[Dataset entries]
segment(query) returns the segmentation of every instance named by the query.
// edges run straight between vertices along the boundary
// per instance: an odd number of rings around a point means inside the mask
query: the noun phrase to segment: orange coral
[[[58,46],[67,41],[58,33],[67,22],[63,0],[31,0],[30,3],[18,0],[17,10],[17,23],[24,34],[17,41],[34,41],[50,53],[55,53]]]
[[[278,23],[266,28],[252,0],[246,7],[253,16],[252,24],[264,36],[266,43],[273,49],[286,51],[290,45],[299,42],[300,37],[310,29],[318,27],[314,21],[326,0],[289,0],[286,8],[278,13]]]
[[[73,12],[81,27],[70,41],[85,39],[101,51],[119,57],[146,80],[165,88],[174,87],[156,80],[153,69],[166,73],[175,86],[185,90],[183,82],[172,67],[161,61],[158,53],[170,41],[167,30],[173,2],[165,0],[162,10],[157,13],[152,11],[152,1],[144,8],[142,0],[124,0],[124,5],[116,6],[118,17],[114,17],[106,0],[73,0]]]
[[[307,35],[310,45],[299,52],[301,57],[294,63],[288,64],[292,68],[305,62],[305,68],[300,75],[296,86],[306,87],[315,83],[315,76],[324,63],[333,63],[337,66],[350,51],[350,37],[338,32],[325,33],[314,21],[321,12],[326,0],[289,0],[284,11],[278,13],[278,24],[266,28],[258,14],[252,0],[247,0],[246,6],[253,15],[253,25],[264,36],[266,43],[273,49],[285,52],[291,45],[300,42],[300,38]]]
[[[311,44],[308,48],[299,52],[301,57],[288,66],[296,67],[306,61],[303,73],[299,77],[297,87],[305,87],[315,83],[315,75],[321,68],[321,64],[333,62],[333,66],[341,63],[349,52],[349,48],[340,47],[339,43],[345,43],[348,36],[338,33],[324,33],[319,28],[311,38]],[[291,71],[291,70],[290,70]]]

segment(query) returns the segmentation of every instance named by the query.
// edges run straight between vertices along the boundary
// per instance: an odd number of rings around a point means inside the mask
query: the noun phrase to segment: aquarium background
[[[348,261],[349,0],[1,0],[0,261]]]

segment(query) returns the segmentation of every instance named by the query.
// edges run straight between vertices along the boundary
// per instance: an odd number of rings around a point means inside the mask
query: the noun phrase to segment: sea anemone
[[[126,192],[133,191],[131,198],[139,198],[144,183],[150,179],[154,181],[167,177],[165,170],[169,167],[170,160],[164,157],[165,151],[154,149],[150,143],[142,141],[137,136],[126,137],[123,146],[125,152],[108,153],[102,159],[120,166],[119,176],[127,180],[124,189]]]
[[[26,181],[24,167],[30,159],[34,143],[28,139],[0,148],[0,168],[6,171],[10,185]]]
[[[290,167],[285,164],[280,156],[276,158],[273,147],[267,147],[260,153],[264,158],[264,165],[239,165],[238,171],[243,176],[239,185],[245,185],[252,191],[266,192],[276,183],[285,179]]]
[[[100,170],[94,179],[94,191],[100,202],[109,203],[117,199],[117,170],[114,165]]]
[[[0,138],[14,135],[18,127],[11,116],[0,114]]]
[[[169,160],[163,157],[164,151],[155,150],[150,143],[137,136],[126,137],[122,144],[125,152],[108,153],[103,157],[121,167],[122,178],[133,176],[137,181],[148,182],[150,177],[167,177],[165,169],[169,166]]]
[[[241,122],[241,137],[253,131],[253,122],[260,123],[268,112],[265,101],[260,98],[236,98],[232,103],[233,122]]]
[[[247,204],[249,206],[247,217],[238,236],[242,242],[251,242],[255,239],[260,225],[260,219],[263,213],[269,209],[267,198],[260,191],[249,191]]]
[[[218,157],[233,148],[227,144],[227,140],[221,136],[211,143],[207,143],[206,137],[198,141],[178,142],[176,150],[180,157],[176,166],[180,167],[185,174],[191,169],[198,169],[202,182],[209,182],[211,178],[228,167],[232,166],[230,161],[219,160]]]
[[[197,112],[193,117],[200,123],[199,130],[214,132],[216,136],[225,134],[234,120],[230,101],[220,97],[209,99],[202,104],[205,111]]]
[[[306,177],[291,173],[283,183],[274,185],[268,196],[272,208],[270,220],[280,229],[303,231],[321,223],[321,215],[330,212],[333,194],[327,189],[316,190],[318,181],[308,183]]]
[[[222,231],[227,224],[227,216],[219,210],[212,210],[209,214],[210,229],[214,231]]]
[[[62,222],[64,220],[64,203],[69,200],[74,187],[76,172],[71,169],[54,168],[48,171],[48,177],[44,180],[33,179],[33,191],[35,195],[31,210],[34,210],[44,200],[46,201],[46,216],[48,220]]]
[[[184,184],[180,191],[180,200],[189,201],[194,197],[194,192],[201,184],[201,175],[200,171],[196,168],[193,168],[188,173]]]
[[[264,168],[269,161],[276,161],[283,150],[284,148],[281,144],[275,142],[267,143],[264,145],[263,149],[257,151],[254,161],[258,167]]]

[Problem]:
Nothing in the data may change. Give it again in full.

[The completed task]:
segment(query) returns the segmentation of every instance named by the query.
// edges run straight between vertices along the boundary
// per instance: an odd number of rings around a point means inside the mask
query: the noun phrase to segment: orange coral
[[[58,46],[67,41],[58,33],[67,22],[63,0],[31,0],[30,3],[18,0],[17,10],[17,23],[24,34],[17,41],[34,41],[50,53],[55,53]]]
[[[278,23],[266,28],[252,0],[246,7],[253,16],[252,24],[264,36],[266,43],[273,49],[286,51],[290,45],[299,42],[300,37],[310,29],[318,27],[314,21],[326,0],[289,0],[286,8],[278,13]]]
[[[73,12],[81,27],[70,41],[85,39],[101,51],[119,57],[146,80],[165,88],[174,87],[156,80],[153,69],[166,73],[175,86],[185,90],[183,82],[172,67],[161,61],[158,53],[170,41],[167,30],[173,2],[165,0],[162,10],[157,13],[152,11],[152,1],[144,8],[142,0],[124,0],[124,5],[116,6],[118,17],[114,17],[106,0],[73,0]]]
[[[307,35],[310,45],[299,52],[301,57],[294,63],[288,64],[292,68],[305,62],[305,68],[300,75],[296,86],[306,87],[315,83],[315,76],[324,63],[333,63],[337,66],[350,51],[350,37],[338,32],[325,33],[314,21],[321,12],[326,0],[289,0],[284,11],[278,13],[278,24],[266,28],[258,14],[252,0],[247,0],[246,6],[253,15],[253,25],[264,36],[266,43],[273,49],[285,52],[291,45],[300,42],[300,38]]]
[[[311,44],[308,48],[299,52],[301,57],[288,66],[296,67],[306,61],[303,73],[299,77],[297,87],[305,87],[315,83],[315,75],[321,68],[321,64],[333,62],[333,66],[341,63],[349,52],[349,48],[340,47],[339,43],[345,43],[348,36],[338,33],[324,33],[319,28],[311,38]],[[291,71],[291,70],[290,70]]]

segment(query) returns the segmentation of every instance named by the query.
// edges run straight between vertices along the boundary
// per instance: an odd number of rings around a point means inside the mask
query: the noun phrase to segment: aquarium background
[[[348,261],[349,0],[1,0],[0,261]]]

segment(query) returns the segmentation of every instance named by the query.
// edges run straight between vertices along the boundary
// per instance: an odd number of rings around a point means inside the mask
query: the noun phrase to segment: sea anemone
[[[126,192],[133,191],[131,198],[139,198],[144,183],[150,179],[154,181],[167,177],[165,170],[169,167],[170,160],[164,157],[165,151],[154,149],[150,143],[142,141],[137,136],[126,137],[123,146],[125,152],[108,153],[102,159],[120,166],[119,176],[127,180],[124,189]]]
[[[26,181],[24,167],[30,159],[34,143],[28,139],[0,148],[0,168],[6,171],[10,185]]]
[[[290,167],[285,164],[280,156],[276,158],[273,147],[267,147],[260,153],[264,158],[264,165],[239,165],[238,171],[243,176],[239,185],[245,185],[252,191],[266,192],[276,183],[285,179]]]
[[[100,170],[94,179],[94,191],[100,202],[109,203],[117,199],[117,170],[114,165]]]
[[[0,138],[14,135],[18,127],[11,116],[0,114]]]
[[[169,160],[163,157],[164,151],[155,150],[150,143],[137,136],[126,137],[122,144],[125,152],[108,153],[103,157],[121,167],[122,178],[133,176],[137,181],[148,182],[150,177],[167,177],[165,169],[169,166]]]
[[[241,122],[241,137],[253,131],[253,122],[260,123],[268,112],[265,101],[260,98],[236,98],[232,103],[233,122]]]
[[[247,204],[249,206],[247,217],[238,236],[242,242],[251,242],[255,239],[260,225],[260,219],[263,213],[269,209],[267,198],[260,191],[249,191]]]
[[[218,157],[233,148],[227,144],[227,140],[221,136],[211,143],[207,143],[206,137],[198,141],[178,142],[176,150],[180,157],[176,166],[180,167],[185,174],[191,169],[198,169],[202,182],[209,182],[211,178],[228,167],[232,166],[230,161],[219,160]]]
[[[197,112],[193,117],[200,123],[199,130],[214,132],[216,136],[225,134],[234,120],[230,101],[220,97],[209,99],[202,104],[205,111]]]
[[[306,177],[291,173],[283,183],[274,185],[268,196],[272,208],[270,220],[280,229],[303,231],[321,223],[321,215],[330,212],[333,194],[327,189],[316,190],[318,181],[308,183]]]
[[[222,231],[227,224],[227,216],[219,210],[212,210],[209,214],[210,229],[214,231]]]
[[[62,222],[64,220],[64,203],[69,200],[74,187],[76,172],[71,169],[54,168],[48,171],[48,177],[44,180],[33,179],[33,191],[35,195],[31,210],[34,210],[44,200],[46,201],[46,216],[48,220]]]
[[[184,184],[180,191],[180,200],[189,201],[194,197],[194,192],[201,184],[201,175],[200,171],[196,168],[193,168],[188,173]]]
[[[264,168],[269,161],[276,161],[283,150],[284,148],[281,144],[275,142],[267,143],[264,145],[263,149],[257,151],[254,161],[258,167]]]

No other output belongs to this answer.